> TAREFA 1: Segundo a entrevista, por que Leonardo Boesche resistiu ao ser deslocado para a área de Cooperativismo na Emater?
> TAREFA 2: Transcreva o trecho da entrevista que se inicia nas palavras "Revista Coamo: O" e vai até "faça um paralelo.".

Coamo Agroindustrial Cooperativa | Edição 476 | Dezembro de 2017 | Campo Mourão - Paraná

ENTREVISTA

“SE O BRASIL FOSSE ADMINISTRADO COMO UMA COOPERATIVA, TERIA DEMOCRACIA EM SUA PLENITUDE, IGUALDADE E EFICIÊNCIA NA GESTÃO."

Sou uma pessoa abençoada por Deus, pela formação de agrônomo. Trabalhando com o agricultor na produção de alimentos iniciei o exercício da minha profissão em uma cooperativa do Sudoeste do Paraná há 30 anos, exatamente em um dia 21 de setembro, no dia em que começa a primavera. Sou muito feliz por completar 30 anos de cooperativismo.” A afirmação é do gaúcho de São Lourenço do Sul - a "Pérola das Lagoas", Leonardo Boesche, que do interior foi para Curitiba trabalhar na Ocepar – Sindicato e Organização das Cooperativas Paranaenses na área de Organização do Quadro Social. Atualmente ele é superintendente do Sescoop-PR, o Serviço Social de Aprendizagem o Cooperativismo.

Leonardo vive pelo cooperativismo, sistema que considera " justo, honesto, com valores e princípios. Dentro do cooperativismo faço um trabalho direcionado para a educação e trabalhando com gente."


Revista Coamo: O Senhor completou recentemente 30 anos de cooperativismo. Como começou e o que significa esta marca? Como era o cooperativismo naquela época e como é hoje: faça um paralelo.

Leonardo Boesche: Sem dúvidas, essa marca de 30 anos, é uma grande satisfação e até mesmo um orgulho para mim, pois pelo fato de trabalhar em uma cooperativa, se tem uma filosofia extremamente importante, uma filosofia muito rica, em termos de justiça, igualdade e equidade. Eu vim do Rio Grande do Sul para trabalhar no Paraná, na Emater-PR e fui deslocado para a área de Cooperativismo. Trazia do Rio Grande do Sul uma carga muito forte e negativa com relação ao Cooperativismo - meu pai, um pequeno agricultor acabou sendo conselheiro fiscal de uma cooperativa que hoje não existe mais, mas que tinha muitos problemas- e na minha adolescência só ouvia ele falar mal da cooperativa – Por que estão metendo a mão na cooperativa?. Quando cheguei na Emater, na região de Francisco Beltrão me deslocaram para o Cooperativismo. Tive uma resistência até mesmo porque eu não queria trabalhar com Cooperativa. A sensação que eu tinha é que cooperativa não era uma coisa legal, mas comecei um estágio no Cooperativismo em Capanema na Coagro em 1987 no dia 21 de setembro. Comecei a entender o que é o Cooperativismo, comecei a enxergar as diferenças que existiam entre o cooperativismo paranaense e o gaúcho e acabei me apaixonando pelo sistema. Fiz dele uma filosofia de vida que procuro praticar, não só nas minhas atividades profissionais, mas com os amigos, com a minha família e com as pessoas que eu convivo porque cooperativismo sem sombra de dúvidas é um dos grandes valores que a sociedade deveria preservar.

[Dados de detecção de objetos]

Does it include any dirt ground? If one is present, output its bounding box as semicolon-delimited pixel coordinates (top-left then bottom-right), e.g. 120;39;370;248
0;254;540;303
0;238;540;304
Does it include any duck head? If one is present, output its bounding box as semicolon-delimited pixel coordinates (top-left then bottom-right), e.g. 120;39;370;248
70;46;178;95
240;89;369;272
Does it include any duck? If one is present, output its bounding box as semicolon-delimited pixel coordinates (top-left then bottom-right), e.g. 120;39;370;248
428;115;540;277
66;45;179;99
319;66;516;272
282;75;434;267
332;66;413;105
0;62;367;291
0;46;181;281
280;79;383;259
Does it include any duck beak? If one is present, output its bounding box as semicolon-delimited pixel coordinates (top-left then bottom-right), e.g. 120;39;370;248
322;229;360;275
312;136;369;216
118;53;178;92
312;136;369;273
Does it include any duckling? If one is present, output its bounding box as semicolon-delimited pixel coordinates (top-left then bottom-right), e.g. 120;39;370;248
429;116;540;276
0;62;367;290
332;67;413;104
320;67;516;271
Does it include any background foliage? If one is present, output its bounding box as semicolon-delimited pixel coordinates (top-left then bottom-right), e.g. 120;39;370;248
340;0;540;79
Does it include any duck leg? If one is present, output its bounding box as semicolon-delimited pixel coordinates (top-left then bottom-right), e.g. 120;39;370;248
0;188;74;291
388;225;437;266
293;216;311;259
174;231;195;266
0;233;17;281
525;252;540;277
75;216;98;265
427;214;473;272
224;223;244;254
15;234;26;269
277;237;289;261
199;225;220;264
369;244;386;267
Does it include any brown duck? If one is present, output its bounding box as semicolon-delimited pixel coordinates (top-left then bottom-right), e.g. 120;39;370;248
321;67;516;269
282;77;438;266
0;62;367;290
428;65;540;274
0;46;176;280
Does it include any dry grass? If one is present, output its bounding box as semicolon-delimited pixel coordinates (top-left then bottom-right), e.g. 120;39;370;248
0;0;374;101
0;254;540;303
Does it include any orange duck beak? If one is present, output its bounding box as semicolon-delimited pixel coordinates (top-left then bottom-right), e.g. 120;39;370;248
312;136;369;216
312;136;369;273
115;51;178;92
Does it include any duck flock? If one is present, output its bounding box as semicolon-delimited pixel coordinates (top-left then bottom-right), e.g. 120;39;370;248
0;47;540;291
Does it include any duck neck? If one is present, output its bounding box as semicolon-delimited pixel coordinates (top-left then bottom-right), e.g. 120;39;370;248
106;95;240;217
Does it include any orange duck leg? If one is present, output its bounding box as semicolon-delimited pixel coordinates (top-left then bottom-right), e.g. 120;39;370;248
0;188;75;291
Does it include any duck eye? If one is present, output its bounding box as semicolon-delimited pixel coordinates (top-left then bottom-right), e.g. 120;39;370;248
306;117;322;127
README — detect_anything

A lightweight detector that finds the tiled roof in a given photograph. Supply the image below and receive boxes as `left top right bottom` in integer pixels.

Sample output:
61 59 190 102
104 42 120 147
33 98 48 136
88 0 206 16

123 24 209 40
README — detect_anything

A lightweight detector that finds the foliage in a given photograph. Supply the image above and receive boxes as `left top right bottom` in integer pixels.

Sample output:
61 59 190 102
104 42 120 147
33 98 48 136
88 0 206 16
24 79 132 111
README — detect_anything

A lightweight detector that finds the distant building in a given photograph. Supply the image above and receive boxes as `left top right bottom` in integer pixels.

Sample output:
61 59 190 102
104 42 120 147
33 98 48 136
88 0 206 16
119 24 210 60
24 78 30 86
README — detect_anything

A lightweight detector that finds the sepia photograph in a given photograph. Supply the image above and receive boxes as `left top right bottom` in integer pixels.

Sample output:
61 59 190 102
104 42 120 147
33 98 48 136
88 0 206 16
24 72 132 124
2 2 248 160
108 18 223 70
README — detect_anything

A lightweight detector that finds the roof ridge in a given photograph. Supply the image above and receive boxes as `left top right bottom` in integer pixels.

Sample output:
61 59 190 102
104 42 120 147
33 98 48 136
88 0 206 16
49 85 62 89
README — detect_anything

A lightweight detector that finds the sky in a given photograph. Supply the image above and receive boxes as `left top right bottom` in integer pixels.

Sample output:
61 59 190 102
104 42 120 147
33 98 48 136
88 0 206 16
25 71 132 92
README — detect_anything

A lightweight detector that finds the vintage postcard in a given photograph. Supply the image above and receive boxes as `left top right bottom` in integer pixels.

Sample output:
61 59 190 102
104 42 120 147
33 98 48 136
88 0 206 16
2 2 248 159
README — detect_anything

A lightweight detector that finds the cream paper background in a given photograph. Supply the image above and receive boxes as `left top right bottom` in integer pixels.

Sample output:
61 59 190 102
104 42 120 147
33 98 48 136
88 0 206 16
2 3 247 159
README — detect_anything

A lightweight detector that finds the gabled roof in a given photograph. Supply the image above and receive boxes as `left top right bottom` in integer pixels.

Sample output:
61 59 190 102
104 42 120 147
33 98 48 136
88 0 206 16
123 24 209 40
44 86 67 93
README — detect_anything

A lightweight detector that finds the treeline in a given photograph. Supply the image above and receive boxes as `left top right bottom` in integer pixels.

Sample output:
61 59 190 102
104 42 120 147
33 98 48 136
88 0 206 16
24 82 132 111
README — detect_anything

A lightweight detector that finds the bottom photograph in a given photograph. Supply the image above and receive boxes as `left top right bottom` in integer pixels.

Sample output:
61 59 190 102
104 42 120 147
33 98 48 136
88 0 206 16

> RESPOSTA FINAL 1: Ele trazia do Rio Grande do Sul uma impressão muito negativa do cooperativismo. Seu pai, pequeno agricultor, tinha sido conselheiro fiscal de uma cooperativa com muitos problemas e falava mal dela, por isso Leonardo não queria trabalhar com cooperativa e achava que ela não era uma coisa legal.

> RESPOSTA FINAL 2:
Revista Coamo: O Senhor completou recentemente 30 anos de cooperativismo. Como começou e o que significa esta marca? Como era o cooperativismo naquela época e como é hoje: faça um paralelo.